Task statement -> Copy, without any change, the part of the items below that opens with the line containing "Goal: Detect the smiling face" and closes with the line containing "xmin=50 ymin=0 xmax=566 ymax=396", including both of those lines.
start Record set
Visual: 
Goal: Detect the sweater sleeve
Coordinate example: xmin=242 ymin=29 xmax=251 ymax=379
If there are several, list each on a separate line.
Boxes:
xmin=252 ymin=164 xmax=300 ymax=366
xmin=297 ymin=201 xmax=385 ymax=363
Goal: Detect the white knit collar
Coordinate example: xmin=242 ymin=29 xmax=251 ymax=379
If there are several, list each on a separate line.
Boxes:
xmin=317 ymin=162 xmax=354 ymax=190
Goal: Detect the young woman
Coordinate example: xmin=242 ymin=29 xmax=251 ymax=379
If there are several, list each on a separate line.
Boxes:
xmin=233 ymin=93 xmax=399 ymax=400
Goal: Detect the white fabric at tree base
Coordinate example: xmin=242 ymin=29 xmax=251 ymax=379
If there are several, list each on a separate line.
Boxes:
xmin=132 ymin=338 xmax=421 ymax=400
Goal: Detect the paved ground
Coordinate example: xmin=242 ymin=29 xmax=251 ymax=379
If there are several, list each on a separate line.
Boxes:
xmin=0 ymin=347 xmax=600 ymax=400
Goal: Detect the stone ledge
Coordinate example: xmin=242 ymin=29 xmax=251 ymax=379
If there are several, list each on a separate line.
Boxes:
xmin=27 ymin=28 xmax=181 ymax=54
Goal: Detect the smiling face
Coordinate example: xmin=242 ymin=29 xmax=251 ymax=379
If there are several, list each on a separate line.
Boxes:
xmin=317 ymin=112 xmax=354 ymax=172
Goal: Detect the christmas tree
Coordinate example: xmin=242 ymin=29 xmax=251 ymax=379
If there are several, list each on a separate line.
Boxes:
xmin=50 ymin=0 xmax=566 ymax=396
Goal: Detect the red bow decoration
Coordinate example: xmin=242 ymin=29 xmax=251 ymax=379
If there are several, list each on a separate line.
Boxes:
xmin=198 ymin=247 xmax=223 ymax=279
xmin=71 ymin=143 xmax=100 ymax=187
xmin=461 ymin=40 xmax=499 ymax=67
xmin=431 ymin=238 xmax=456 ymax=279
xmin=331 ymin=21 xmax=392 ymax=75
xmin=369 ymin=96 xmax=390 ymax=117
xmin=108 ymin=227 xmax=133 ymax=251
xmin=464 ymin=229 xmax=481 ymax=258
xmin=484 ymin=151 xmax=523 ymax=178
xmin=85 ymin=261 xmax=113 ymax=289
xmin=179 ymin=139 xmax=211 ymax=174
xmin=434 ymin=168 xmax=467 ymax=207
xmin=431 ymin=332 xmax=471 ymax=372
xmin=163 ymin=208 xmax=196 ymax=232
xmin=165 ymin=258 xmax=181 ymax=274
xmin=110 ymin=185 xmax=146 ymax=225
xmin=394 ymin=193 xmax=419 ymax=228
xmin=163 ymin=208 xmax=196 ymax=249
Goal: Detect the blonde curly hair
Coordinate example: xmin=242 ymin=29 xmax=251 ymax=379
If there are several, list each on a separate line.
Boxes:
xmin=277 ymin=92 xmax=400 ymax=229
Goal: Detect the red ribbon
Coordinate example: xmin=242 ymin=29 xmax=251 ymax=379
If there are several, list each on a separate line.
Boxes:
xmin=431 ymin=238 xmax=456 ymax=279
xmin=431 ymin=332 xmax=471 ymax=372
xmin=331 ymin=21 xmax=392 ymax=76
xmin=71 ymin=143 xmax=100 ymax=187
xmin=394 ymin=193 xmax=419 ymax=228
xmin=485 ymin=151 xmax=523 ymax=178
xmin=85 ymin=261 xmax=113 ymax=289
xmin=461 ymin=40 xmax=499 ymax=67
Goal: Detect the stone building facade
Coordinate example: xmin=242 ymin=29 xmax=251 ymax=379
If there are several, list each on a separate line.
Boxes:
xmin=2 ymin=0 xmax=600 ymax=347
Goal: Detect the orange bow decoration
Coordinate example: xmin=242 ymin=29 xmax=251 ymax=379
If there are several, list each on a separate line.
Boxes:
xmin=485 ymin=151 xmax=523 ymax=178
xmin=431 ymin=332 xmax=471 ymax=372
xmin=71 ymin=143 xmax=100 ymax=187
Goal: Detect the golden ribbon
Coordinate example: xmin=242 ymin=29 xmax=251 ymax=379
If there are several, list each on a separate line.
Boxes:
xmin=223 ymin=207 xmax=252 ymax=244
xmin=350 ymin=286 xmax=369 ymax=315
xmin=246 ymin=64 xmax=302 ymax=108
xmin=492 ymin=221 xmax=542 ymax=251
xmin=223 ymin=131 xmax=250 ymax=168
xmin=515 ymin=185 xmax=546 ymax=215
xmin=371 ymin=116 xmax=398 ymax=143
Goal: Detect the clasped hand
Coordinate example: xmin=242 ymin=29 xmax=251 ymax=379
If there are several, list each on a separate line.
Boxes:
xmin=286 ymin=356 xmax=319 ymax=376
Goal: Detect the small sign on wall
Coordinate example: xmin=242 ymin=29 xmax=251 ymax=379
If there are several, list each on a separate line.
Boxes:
end Record set
Solution below ->
Goal: Detect the smiling face
Coordinate example: xmin=242 ymin=29 xmax=251 ymax=379
If there are several, list each on a separate line.
Boxes:
xmin=317 ymin=112 xmax=354 ymax=172
Goal: Detect the christmas tree
Coordinate example: xmin=242 ymin=29 xmax=251 ymax=379
If there are several, list each on a separate line.
Boxes:
xmin=50 ymin=0 xmax=566 ymax=396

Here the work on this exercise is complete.